--- START ---

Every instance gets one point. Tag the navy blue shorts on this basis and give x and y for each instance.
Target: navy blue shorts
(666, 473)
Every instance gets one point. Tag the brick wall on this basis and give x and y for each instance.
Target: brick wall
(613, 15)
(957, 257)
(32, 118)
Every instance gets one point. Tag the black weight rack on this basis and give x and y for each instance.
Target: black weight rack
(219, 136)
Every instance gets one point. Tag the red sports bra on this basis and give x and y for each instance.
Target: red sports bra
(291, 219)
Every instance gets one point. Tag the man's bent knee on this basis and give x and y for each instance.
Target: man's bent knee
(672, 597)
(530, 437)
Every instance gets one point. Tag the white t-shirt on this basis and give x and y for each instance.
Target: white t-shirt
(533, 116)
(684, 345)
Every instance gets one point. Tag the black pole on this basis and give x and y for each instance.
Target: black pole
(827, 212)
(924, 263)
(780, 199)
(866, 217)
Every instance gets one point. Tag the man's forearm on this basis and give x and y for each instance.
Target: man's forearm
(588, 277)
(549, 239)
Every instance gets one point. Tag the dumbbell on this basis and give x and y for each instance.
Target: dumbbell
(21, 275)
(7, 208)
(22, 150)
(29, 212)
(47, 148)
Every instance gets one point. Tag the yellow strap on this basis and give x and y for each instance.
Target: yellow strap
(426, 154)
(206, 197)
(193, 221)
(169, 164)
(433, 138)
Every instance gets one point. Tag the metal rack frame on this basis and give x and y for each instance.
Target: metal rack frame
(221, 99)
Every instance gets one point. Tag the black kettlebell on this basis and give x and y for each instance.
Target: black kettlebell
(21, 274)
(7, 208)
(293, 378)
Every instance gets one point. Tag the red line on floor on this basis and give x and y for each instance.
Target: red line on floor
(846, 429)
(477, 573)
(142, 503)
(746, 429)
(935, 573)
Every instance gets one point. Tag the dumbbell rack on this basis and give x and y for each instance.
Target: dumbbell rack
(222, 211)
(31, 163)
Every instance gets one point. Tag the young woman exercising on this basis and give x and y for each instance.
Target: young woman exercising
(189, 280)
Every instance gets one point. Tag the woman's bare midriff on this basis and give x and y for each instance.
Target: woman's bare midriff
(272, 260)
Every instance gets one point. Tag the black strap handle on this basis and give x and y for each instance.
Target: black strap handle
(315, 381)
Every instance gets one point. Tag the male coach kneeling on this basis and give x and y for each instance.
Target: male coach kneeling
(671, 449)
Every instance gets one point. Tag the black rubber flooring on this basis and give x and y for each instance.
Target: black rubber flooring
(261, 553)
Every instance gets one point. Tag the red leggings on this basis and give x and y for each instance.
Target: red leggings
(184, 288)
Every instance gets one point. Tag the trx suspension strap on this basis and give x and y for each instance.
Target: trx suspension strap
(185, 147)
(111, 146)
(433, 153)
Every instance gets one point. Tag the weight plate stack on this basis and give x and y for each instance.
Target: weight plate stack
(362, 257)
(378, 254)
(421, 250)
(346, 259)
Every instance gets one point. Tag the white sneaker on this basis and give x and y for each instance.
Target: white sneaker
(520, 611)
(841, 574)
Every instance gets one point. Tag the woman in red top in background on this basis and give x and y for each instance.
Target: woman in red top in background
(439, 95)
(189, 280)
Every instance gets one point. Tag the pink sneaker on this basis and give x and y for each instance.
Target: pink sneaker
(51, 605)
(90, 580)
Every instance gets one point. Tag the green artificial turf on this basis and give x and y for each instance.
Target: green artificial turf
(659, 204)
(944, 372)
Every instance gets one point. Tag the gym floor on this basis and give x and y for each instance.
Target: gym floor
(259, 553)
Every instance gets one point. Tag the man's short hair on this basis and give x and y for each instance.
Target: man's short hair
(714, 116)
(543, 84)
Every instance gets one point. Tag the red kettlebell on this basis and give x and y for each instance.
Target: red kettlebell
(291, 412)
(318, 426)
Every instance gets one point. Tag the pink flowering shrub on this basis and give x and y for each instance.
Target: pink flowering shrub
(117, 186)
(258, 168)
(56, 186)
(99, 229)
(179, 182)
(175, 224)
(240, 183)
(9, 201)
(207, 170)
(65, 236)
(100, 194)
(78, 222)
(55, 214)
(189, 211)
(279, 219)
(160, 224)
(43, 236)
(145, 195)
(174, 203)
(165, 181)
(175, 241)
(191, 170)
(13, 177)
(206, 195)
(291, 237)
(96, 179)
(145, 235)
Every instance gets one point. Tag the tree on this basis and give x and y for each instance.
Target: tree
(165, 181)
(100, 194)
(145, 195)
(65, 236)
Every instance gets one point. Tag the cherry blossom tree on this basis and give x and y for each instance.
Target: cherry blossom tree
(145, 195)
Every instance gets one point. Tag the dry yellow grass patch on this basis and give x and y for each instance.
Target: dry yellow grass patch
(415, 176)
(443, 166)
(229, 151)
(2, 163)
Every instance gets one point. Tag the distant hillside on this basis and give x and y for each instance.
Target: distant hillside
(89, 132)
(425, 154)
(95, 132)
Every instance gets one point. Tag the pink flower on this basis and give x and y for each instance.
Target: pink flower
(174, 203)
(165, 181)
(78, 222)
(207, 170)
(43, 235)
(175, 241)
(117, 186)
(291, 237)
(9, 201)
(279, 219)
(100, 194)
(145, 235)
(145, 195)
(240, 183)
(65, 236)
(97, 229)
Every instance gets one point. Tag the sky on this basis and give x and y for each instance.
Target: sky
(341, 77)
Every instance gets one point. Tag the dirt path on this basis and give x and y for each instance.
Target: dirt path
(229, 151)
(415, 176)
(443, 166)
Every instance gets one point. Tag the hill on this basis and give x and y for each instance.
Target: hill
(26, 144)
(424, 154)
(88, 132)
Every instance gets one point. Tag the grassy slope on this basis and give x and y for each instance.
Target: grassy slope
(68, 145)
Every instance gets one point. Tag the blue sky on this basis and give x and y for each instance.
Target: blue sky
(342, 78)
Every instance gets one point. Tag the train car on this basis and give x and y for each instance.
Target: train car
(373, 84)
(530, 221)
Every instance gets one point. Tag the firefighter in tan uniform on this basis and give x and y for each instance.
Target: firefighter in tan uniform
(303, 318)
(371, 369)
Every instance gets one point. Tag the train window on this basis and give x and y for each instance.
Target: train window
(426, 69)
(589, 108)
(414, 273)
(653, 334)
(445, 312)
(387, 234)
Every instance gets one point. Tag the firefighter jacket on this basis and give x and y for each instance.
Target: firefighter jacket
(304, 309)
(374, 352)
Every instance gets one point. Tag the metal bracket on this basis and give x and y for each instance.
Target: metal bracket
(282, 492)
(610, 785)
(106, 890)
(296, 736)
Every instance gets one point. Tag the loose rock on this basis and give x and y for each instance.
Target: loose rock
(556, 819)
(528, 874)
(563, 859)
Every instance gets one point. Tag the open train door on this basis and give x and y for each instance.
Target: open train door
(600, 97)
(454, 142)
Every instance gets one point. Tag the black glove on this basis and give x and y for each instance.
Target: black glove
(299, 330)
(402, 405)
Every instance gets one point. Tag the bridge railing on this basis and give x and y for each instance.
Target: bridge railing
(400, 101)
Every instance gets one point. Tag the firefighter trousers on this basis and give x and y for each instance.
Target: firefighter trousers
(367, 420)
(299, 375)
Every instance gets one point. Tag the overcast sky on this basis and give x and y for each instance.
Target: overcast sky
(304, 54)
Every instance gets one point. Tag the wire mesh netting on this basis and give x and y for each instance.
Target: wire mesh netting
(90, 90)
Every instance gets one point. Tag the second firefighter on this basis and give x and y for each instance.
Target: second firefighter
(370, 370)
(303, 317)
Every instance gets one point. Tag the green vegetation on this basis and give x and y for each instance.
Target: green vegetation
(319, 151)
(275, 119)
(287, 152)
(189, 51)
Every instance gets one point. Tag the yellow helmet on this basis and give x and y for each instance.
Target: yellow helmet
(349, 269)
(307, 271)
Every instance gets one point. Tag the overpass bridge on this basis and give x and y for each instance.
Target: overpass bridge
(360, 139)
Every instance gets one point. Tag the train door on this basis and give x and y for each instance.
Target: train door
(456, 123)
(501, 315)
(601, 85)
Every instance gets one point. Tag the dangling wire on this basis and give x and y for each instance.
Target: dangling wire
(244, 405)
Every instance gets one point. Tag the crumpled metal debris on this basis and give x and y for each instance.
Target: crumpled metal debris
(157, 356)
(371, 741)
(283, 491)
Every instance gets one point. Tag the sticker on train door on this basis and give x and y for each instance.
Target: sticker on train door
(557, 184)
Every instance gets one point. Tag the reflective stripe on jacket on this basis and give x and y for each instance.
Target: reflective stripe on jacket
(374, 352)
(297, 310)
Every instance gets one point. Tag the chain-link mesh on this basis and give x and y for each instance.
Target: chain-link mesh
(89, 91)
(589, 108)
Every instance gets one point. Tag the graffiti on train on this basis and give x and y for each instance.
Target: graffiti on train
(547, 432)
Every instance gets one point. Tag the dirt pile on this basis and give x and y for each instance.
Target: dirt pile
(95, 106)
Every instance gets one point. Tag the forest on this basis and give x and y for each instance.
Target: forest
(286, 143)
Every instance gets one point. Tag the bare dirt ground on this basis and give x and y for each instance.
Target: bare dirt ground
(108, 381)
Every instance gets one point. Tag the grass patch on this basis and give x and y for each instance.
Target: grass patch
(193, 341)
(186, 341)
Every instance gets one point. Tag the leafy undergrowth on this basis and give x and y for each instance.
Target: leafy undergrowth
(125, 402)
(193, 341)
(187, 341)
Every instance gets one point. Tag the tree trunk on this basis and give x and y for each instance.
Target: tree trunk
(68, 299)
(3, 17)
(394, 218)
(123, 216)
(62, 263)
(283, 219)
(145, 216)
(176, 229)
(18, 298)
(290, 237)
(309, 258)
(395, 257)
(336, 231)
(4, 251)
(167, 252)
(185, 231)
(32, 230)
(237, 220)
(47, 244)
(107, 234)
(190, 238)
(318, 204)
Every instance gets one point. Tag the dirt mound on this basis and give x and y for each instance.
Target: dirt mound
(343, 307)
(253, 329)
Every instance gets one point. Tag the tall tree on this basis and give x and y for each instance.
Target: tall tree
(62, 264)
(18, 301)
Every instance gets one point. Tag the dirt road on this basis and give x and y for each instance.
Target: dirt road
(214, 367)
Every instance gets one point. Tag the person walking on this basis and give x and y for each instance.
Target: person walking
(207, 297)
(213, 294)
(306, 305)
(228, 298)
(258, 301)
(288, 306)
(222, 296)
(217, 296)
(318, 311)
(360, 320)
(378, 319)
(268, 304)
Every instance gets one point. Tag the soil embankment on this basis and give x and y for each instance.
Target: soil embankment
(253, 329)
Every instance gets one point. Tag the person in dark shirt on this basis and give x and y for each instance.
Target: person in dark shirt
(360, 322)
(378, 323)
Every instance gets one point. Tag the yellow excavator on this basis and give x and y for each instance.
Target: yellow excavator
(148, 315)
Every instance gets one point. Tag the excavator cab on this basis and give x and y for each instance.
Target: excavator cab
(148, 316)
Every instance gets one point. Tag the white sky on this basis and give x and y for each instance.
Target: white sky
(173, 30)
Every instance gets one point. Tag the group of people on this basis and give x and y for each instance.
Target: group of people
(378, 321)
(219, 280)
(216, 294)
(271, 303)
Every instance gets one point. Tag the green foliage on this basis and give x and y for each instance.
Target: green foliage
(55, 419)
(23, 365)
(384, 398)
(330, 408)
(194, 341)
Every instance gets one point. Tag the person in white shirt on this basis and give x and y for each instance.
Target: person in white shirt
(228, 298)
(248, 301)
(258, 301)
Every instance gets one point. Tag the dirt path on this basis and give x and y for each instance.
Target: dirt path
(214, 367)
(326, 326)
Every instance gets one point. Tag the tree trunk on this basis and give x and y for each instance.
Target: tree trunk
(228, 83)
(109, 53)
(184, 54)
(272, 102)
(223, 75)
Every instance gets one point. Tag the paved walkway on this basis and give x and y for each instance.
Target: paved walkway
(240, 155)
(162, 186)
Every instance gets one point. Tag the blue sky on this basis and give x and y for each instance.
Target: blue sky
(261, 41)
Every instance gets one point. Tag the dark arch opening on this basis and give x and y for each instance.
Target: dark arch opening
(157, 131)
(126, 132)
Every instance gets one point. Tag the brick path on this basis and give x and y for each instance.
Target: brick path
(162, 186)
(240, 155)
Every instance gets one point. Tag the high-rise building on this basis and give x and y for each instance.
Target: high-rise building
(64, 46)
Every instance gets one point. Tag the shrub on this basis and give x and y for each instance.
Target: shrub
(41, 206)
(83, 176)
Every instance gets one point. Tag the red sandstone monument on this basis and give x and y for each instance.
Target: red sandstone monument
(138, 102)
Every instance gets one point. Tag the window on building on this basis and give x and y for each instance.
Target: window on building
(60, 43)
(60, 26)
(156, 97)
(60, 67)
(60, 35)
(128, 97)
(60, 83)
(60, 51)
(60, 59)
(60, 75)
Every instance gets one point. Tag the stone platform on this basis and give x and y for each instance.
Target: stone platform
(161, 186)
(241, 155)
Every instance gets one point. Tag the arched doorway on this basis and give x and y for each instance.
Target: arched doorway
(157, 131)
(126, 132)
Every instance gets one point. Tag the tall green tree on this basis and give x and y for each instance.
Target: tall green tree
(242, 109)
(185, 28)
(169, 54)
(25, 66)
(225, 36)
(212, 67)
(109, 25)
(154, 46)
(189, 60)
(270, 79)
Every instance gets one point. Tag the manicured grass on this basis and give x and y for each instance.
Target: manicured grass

--- END ---

■ TASK BRIEF: Each line from the top of the material above through the line containing "Every instance gets one point. Tag the red sports" must be output exactly, and no other line.

■ ANSWER:
Every instance gets one point. Tag the navy blue shorts on this basis and give x and y for each instance.
Target: navy blue shorts
(666, 473)
Every instance gets one point. Tag the brick wall on this basis and give x and y for each instance.
Target: brick wall
(613, 15)
(957, 257)
(32, 118)
Every instance gets one point. Tag the black weight rack on this basis and give x and y for each instance.
Target: black weight rack
(219, 136)
Every instance gets one point. Tag the red sports bra on this basis and give x and y for each instance.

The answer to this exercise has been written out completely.